#### Selected extract

In last year’s letter, I expressed caution about our near-term prospects as long as capital continues to be available to our industry. While our results this past year exceeded my expectations, as long as the current cycle continues, it will be challenging to grow profits at the same rate we did in 2015. With a larger number of active dealers, it will be increasingly difficult to grow the active dealer count rapidly enough to offset the impact of competition on volume per dealer. Given the history of our market, we don’t expect this current cycle to last forever. Until it ends, we will continue to apply the lessons we have learned to navigate this period successfully.

Economic cycles

Economic cycles affect our business as well. Increases in the unemployment rate put downward pressure on loan performance, and conditions in the capital markets make it more difficult to access the capital we need to fund our business.

From 1972 through 1991, the Company experienced two significant increases in the unemployment rate. The first occurred in 19741975 and the second in 19801982. However, the information we accumulated during these periods was largely anecdotal, as we did not capture loan performance data during this early stage of the Company’s development.

We began to capture loan performance data in 1991 (although we did not have the tools to adequately assess this data until 1997). The period from 1991 through April of 2008 was a time of relatively stable unemployment levels. The only significant increase in unemployment rates occurred in 2001. But that was a year in which we made major changes to our origination systems and loan programs that made it harder for us to draw clear conclusions from what we observed. As a result, prior to the most recent economic downturn, we had only a limited ability to predict the impact of sharply rising unemployment rates on our loan portfolio. One conclusion we did draw (from the limited information we had accumulated for the period 1972 through April 2008) was that our loans would likely perform better than many outside observers would expect. However, that conclusion was far from certain.

#### Extracted records
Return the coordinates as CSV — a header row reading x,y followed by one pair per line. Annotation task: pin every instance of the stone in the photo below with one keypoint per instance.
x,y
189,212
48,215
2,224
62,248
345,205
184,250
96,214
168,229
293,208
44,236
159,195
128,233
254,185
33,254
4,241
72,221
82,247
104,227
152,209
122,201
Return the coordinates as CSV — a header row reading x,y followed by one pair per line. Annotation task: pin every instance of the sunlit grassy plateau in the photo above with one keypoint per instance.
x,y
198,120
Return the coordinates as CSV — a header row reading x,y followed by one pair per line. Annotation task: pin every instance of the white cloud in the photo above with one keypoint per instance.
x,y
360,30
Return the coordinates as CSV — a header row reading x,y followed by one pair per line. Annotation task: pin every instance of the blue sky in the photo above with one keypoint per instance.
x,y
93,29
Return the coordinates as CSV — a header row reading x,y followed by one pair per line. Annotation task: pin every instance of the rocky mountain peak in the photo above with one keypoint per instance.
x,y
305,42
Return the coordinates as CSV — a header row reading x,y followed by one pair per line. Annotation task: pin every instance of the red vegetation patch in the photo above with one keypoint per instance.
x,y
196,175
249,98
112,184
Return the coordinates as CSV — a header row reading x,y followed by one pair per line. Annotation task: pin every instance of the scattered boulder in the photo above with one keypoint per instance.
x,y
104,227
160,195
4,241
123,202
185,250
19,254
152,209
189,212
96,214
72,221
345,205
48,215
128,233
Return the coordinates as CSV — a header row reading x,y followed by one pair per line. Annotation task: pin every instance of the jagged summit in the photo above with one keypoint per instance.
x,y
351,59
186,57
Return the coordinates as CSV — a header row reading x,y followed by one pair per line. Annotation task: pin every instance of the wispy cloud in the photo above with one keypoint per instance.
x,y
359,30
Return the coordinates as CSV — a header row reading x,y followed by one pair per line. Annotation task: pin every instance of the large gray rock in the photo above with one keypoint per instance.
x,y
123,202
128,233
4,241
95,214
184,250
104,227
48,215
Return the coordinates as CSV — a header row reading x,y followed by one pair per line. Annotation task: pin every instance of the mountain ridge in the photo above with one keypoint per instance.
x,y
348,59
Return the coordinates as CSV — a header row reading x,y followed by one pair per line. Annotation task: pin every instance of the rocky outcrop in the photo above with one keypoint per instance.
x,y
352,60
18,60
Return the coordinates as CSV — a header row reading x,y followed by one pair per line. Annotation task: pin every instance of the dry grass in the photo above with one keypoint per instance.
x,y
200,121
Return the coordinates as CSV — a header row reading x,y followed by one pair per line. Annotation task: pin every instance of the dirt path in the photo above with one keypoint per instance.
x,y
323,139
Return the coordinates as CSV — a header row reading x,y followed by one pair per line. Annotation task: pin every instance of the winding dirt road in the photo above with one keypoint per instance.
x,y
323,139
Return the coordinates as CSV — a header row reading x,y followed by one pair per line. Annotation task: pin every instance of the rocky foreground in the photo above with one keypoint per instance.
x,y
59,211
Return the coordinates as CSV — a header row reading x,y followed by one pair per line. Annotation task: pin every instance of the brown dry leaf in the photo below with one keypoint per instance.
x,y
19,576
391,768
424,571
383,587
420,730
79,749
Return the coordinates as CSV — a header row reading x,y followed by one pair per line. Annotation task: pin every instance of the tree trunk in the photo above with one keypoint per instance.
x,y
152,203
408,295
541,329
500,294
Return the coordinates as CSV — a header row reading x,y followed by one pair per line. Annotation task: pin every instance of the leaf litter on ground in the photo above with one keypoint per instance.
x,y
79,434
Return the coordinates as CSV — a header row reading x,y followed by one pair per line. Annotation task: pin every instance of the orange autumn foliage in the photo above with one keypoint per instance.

#### Written request
Can you give back the passage of the letter excerpt that opens with "Economic cycles affect" and closes with "the Company’s development.", switching "anecdotal" to "fragmentary"?

#### Correct answer
Economic cycles affect our business as well. Increases in the unemployment rate put downward pressure on loan performance, and conditions in the capital markets make it more difficult to access the capital we need to fund our business.

From 1972 through 1991, the Company experienced two significant increases in the unemployment rate. The first occurred in 19741975 and the second in 19801982. However, the information we accumulated during these periods was largely fragmentary, as we did not capture loan performance data during this early stage of the Company’s development.